Otis Hudson (born July 19, 1986) is a former American football guard. He was drafted by the Cincinnati Bengals in the 5th round of the 2010 NFL Draft. He played college football at Eastern Illinois.

Early years
Otis was born and raised in the city of Chicago. He used sports as a way to stay out of trouble. He liked playing basketball, football, and baseball. When Hudson was in middle school, he became part of AAU basketball, which was coached by Douglas Keys. He started playing football in 8th grade and realized he had great athletic ability in football. He played on both the varsity offensive line and defensive line, when he was a freshman at John Marshall High School. He also played on the varsity basketball team as the center. When he was a sophomore in high school, he told his parents he wanted to move to the suburbs, because he knew he would have a better opportunity of playing NCAA football. Otis and his family moved to Barrington, IL. He played varsity football and basketball at Barrington High School and graduated in 2005.

He graduated from Eastern Illinois University and helped his team earn All Conference and All Area recognitions.  After graduation, he traveled to California to train with Travelle Gaines of Performance Gaines. Gaines always spoke highly of Hudson. "For the 2010 NFL draft, I have been training 24 top prospects, including Otis, and Otis is just as good as everyone I've seen. He has a work ethic that outclasses most and is very cooperative and coachable, which are intangibles you can't teach."

Professional career

Cincinnati Bengals
On July 7, 2010, Hudson agreed to terms on his rookie contract with the Cincinnati Bengals. He was penciled in as the backup right guard. On September 4, 2010, he was waived by the Bengals. He cleared waivers and was re-signed to the Bengals' practice squad.

◆ What you are asked to do:
Please echo the Otis Hudson article word for word, from "Professional career" to "Bengals' practice squad.".

Some records:
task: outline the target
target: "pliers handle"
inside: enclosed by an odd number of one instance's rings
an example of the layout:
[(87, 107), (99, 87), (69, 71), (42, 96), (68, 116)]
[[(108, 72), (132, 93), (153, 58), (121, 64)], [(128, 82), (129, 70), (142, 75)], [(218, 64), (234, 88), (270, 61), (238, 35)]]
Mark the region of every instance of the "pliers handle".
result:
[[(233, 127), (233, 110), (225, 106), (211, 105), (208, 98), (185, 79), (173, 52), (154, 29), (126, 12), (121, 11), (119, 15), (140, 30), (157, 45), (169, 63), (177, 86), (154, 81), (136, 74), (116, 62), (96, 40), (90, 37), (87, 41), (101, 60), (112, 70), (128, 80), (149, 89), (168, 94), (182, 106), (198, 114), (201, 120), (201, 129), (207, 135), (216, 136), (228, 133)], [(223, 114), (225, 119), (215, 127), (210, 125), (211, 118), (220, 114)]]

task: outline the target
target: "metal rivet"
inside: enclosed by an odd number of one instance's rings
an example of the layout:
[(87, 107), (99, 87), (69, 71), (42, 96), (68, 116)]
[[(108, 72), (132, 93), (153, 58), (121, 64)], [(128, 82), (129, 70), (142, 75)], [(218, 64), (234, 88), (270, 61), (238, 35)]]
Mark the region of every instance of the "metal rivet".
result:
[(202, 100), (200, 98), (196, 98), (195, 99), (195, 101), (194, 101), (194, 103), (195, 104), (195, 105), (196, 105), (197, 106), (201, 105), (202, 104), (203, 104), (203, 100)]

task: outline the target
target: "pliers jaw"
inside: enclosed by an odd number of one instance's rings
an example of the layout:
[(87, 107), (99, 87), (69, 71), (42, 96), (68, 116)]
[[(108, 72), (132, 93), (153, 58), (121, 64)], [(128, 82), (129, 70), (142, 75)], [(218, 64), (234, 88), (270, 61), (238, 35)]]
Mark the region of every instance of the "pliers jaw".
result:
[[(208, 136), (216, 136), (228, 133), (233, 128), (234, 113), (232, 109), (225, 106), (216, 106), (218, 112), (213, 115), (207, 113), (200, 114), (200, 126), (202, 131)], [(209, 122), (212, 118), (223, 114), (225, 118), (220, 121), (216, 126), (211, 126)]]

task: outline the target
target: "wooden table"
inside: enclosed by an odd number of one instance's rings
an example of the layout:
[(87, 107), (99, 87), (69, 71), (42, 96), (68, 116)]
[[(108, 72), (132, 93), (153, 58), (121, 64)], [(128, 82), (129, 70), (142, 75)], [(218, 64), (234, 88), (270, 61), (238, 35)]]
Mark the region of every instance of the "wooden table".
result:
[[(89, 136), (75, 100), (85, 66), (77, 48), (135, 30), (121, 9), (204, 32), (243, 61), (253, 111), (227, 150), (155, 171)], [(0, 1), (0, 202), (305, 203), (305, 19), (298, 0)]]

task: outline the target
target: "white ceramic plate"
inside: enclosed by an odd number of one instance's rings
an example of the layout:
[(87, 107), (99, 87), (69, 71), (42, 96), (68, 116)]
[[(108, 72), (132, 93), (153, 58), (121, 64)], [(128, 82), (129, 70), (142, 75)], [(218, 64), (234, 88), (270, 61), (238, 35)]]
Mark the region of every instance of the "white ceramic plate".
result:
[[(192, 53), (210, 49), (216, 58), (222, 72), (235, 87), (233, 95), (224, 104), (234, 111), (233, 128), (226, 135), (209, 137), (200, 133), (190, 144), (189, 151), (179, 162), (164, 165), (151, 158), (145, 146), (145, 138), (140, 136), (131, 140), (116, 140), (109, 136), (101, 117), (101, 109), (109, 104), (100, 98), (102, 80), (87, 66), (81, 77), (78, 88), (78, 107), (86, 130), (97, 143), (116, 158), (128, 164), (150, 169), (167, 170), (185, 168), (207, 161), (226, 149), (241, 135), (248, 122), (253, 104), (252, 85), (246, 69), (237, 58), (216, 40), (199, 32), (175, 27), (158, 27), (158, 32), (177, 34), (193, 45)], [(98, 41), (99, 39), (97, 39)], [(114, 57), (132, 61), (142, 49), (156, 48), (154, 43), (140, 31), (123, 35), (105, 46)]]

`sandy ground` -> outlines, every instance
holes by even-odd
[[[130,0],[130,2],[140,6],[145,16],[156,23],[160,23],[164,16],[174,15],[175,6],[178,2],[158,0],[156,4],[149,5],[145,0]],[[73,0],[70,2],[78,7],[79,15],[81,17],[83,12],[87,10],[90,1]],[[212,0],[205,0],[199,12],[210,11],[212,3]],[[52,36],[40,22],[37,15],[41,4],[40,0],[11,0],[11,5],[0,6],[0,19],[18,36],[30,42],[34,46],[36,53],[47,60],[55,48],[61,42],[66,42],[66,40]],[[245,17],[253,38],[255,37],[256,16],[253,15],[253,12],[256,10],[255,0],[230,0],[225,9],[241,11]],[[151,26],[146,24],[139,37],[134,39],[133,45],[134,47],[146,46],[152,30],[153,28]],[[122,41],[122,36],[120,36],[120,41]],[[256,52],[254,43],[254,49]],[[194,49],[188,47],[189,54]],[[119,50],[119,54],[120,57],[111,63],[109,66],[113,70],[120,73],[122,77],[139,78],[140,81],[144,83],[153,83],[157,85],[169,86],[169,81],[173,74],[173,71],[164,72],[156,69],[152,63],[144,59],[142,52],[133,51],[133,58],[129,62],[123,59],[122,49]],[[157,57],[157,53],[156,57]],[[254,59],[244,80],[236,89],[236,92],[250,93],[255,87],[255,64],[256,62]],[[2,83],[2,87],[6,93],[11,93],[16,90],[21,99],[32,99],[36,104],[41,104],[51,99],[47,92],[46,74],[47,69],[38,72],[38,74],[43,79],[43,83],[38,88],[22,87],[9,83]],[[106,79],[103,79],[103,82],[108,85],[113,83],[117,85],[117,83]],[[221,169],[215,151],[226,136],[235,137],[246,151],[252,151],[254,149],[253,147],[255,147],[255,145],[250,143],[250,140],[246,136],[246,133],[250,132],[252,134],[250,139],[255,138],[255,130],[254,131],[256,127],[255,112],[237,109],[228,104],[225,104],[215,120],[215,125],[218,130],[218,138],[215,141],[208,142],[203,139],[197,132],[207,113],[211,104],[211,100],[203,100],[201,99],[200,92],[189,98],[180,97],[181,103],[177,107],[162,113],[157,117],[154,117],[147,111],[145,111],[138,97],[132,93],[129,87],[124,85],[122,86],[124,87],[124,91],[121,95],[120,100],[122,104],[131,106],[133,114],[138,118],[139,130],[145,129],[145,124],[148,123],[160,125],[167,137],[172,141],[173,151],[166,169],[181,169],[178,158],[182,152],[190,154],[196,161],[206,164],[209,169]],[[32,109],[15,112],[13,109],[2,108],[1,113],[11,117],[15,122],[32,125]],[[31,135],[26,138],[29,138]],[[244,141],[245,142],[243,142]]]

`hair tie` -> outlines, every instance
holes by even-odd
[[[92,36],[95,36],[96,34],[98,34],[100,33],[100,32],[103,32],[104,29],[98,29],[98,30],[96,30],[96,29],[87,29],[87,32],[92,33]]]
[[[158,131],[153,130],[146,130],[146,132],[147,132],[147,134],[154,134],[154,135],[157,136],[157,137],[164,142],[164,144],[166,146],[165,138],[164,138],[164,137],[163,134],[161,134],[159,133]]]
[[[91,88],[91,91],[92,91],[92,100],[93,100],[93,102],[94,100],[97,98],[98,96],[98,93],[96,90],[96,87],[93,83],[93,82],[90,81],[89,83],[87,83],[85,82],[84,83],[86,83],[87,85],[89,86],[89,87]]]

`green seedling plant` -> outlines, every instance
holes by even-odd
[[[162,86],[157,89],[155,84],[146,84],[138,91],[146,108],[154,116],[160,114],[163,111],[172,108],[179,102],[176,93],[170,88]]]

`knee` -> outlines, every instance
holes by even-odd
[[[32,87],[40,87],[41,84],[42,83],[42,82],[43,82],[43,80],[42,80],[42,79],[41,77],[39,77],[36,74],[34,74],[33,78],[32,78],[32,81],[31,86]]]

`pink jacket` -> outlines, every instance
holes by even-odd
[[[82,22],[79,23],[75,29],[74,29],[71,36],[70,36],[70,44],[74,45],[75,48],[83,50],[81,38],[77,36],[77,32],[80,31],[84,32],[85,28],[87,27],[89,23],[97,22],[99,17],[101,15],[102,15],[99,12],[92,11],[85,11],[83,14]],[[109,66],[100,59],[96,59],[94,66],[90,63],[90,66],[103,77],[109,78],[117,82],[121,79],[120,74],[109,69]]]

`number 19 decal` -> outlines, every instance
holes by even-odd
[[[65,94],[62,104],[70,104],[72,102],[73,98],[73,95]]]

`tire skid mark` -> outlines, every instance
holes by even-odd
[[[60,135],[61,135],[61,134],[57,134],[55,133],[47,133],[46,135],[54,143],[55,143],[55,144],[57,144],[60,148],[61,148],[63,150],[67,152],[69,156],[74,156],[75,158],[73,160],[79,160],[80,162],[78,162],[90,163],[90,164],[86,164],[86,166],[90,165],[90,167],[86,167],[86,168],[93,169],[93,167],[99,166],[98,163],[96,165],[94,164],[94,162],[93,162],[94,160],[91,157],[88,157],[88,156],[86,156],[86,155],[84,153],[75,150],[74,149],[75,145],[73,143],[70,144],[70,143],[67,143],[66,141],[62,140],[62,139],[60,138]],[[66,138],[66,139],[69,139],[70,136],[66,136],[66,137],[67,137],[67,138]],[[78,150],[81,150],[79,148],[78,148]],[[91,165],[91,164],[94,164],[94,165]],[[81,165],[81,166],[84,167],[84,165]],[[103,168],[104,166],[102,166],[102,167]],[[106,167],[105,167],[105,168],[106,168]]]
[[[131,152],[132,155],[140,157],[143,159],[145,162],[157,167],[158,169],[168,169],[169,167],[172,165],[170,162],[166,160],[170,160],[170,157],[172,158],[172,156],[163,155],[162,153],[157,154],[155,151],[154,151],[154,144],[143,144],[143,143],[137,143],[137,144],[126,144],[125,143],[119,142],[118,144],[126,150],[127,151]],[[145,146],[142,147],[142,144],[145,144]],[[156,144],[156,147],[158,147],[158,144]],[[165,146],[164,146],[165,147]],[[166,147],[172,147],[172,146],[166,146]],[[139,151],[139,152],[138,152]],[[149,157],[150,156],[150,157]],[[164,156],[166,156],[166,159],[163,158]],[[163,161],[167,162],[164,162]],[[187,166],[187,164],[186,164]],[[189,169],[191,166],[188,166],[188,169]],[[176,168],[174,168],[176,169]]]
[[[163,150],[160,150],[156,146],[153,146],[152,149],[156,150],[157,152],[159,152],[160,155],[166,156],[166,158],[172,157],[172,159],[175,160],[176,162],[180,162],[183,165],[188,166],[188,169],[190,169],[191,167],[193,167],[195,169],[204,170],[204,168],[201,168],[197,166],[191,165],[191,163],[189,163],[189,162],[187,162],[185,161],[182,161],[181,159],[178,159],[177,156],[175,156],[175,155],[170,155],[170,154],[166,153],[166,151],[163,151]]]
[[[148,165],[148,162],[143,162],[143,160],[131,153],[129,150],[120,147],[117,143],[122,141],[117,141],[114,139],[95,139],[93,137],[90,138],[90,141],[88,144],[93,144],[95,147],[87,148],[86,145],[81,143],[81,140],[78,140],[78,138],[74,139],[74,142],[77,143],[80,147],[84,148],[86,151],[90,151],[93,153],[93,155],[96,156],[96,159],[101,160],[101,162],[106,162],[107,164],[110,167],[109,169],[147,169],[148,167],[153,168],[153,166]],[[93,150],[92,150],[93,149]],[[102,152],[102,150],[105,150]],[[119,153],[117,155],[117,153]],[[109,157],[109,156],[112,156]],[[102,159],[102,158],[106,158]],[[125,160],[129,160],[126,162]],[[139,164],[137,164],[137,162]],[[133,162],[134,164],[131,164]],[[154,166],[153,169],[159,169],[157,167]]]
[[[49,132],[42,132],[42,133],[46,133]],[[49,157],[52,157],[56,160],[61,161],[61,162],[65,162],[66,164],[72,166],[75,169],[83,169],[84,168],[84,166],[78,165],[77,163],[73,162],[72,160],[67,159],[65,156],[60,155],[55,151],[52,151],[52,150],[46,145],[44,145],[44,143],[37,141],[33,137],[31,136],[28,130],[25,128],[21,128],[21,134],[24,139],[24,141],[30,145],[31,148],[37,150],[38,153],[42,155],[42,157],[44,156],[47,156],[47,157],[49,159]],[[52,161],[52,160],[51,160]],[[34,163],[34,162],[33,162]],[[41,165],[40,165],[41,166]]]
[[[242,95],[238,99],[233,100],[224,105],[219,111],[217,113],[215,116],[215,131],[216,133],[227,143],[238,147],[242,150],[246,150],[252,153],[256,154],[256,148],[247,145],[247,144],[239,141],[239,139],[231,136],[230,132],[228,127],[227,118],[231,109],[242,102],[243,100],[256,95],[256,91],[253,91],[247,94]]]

◆ Task result:
Professional career

Cincinnati Bengals
On July 7, 2010, Hudson agreed to terms on his rookie contract with the Cincinnati Bengals. He was penciled in as the backup right guard. On September 4, 2010, he was waived by the Bengals. He cleared waivers and was re-signed to the Bengals' practice squad.